TASK BRIEF ▸ Rewrite the entries from the start through the line containing "[626,0,900,93]", renaming "scene" to "frame" and leaving everything else as it stands.

RECORDS FOR PROCESSING ▸
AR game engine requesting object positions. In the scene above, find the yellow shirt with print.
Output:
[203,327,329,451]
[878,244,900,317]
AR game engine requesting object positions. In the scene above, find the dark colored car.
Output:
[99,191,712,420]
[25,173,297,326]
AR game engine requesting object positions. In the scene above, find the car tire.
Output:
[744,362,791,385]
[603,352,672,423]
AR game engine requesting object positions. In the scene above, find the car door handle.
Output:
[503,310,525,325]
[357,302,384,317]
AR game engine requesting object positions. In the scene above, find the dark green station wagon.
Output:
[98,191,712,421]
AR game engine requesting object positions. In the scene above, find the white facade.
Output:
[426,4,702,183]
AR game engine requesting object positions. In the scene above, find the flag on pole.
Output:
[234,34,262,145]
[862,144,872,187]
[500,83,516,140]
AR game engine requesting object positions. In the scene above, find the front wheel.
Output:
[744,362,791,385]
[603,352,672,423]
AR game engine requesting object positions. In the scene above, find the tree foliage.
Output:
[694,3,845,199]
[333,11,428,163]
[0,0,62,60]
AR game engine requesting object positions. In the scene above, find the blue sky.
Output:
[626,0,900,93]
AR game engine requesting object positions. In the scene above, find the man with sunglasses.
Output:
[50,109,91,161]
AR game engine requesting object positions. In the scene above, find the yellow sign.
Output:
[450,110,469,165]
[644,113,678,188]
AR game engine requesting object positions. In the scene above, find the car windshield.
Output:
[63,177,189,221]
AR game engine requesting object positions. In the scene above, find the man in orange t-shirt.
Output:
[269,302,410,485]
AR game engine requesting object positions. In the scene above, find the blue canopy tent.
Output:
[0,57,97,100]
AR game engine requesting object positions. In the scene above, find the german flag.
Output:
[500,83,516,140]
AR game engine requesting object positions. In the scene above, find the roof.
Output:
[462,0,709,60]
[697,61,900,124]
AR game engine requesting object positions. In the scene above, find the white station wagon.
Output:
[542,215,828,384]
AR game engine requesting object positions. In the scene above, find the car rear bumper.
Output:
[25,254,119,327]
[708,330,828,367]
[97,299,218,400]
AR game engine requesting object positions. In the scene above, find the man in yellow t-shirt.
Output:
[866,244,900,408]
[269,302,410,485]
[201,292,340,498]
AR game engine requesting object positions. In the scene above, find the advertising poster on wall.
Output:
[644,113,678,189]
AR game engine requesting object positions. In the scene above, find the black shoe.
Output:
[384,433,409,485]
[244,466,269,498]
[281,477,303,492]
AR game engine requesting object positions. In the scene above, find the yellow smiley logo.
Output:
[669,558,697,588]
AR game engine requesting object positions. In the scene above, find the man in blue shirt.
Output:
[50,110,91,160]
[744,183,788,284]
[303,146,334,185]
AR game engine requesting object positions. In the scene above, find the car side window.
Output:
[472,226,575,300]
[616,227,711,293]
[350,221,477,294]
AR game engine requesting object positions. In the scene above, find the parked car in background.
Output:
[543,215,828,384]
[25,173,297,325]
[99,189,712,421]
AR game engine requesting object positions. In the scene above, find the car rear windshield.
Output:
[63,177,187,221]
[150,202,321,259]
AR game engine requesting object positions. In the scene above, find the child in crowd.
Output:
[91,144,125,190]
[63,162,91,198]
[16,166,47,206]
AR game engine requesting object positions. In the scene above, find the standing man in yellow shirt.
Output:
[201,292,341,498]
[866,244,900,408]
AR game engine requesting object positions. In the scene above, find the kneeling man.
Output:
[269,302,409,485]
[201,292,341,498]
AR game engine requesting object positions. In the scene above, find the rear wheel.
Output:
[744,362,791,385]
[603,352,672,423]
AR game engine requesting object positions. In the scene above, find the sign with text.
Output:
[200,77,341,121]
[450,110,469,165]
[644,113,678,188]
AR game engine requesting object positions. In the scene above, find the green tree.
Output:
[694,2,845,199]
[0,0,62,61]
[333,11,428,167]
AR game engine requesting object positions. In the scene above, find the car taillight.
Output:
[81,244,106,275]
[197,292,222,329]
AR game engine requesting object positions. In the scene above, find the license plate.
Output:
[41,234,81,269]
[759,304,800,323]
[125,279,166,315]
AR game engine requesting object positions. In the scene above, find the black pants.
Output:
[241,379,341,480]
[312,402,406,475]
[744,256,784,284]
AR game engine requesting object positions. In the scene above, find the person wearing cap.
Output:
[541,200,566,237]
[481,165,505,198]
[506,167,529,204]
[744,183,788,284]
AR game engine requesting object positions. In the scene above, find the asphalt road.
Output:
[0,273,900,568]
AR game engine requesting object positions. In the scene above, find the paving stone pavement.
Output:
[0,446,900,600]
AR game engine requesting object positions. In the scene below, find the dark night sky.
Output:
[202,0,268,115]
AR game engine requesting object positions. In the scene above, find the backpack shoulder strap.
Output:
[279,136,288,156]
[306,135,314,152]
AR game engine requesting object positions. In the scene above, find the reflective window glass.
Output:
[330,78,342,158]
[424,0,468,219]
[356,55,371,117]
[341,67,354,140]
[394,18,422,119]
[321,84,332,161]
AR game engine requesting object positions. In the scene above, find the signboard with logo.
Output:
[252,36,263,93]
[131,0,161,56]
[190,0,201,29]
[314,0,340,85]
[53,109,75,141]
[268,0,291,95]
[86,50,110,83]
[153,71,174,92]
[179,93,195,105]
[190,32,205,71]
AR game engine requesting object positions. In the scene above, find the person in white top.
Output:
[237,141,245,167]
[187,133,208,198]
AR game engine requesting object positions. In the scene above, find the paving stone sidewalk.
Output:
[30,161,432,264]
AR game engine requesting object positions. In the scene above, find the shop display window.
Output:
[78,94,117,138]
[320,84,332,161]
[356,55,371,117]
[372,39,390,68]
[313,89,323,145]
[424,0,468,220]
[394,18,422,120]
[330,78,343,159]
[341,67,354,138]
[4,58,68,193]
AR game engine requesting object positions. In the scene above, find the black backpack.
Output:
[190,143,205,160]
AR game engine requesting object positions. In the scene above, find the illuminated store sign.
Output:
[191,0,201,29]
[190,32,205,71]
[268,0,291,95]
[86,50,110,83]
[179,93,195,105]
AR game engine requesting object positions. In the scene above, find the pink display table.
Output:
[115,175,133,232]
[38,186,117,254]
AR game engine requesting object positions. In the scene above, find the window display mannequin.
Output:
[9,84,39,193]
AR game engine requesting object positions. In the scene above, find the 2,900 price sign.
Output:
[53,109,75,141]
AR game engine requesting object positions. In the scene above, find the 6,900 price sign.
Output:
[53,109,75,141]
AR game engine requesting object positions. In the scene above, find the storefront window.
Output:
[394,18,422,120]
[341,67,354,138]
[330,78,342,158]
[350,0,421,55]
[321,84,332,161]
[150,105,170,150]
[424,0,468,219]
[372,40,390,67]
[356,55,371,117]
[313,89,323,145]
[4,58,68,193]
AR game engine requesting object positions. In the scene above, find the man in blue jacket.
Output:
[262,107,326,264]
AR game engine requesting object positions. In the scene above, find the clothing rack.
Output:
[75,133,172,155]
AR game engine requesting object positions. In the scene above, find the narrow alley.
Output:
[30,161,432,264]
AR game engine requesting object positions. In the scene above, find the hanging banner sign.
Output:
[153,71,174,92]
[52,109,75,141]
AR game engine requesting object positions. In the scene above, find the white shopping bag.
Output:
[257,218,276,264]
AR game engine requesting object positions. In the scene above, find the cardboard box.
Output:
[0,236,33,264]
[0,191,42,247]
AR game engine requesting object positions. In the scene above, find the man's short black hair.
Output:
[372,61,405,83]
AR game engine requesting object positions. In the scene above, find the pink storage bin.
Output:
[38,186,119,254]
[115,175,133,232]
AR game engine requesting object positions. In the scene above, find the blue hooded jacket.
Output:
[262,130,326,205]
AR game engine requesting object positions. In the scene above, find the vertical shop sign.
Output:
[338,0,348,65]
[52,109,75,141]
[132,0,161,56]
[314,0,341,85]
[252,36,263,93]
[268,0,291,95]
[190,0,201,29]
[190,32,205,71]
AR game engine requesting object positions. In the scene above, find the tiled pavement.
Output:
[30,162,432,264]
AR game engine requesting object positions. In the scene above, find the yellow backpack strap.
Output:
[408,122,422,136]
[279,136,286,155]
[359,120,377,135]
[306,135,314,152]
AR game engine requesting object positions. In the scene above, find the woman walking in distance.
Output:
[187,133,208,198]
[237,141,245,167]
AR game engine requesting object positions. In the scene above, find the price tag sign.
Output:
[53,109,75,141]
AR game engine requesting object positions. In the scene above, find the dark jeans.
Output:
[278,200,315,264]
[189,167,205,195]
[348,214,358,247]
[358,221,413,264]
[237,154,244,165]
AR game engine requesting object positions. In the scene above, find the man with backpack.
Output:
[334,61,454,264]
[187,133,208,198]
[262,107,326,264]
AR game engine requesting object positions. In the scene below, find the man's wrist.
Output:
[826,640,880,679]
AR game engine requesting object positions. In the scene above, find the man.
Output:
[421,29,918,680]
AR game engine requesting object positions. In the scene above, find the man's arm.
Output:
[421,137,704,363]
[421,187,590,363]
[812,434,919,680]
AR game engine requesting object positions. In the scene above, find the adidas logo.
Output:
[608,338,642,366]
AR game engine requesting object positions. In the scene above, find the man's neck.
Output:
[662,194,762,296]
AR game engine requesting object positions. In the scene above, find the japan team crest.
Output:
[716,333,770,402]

OUTPUT FOR THIS TASK ▸
AR game engine requesting object positions. In the frame above, find the yellow shirt with print.
Output:
[203,327,329,451]
[878,244,900,317]
AR game engine requesting object positions. In the frame above, find the dark colored car.
Output:
[99,191,712,420]
[25,173,297,326]
AR game engine requesting object positions. In the frame above, find the car tire.
Output:
[744,362,791,385]
[603,352,672,423]
AR game engine requesting object positions. In the frame above, find the car door handle.
Output:
[503,310,525,325]
[357,302,384,317]
AR game engine requesting object positions. In the frame above, find the dark green station wagon.
Output:
[98,191,712,421]
AR game engine requesting object positions. In the frame above, find the white facade.
Output:
[426,4,702,183]
AR game engine requesting object positions. In the frame above, find the flag on pole.
Output:
[234,34,262,145]
[862,144,872,187]
[500,83,516,140]
AR game engine requesting object positions. In the frame above, find the front wheel.
Output:
[744,362,791,385]
[603,352,672,423]
AR game engine requesting object positions. In the frame above, find the tree foliage.
Output:
[694,3,845,199]
[333,11,428,163]
[0,0,62,60]
AR game engine requesting object positions. In the frame above, find the blue sky.
Output:
[626,0,900,93]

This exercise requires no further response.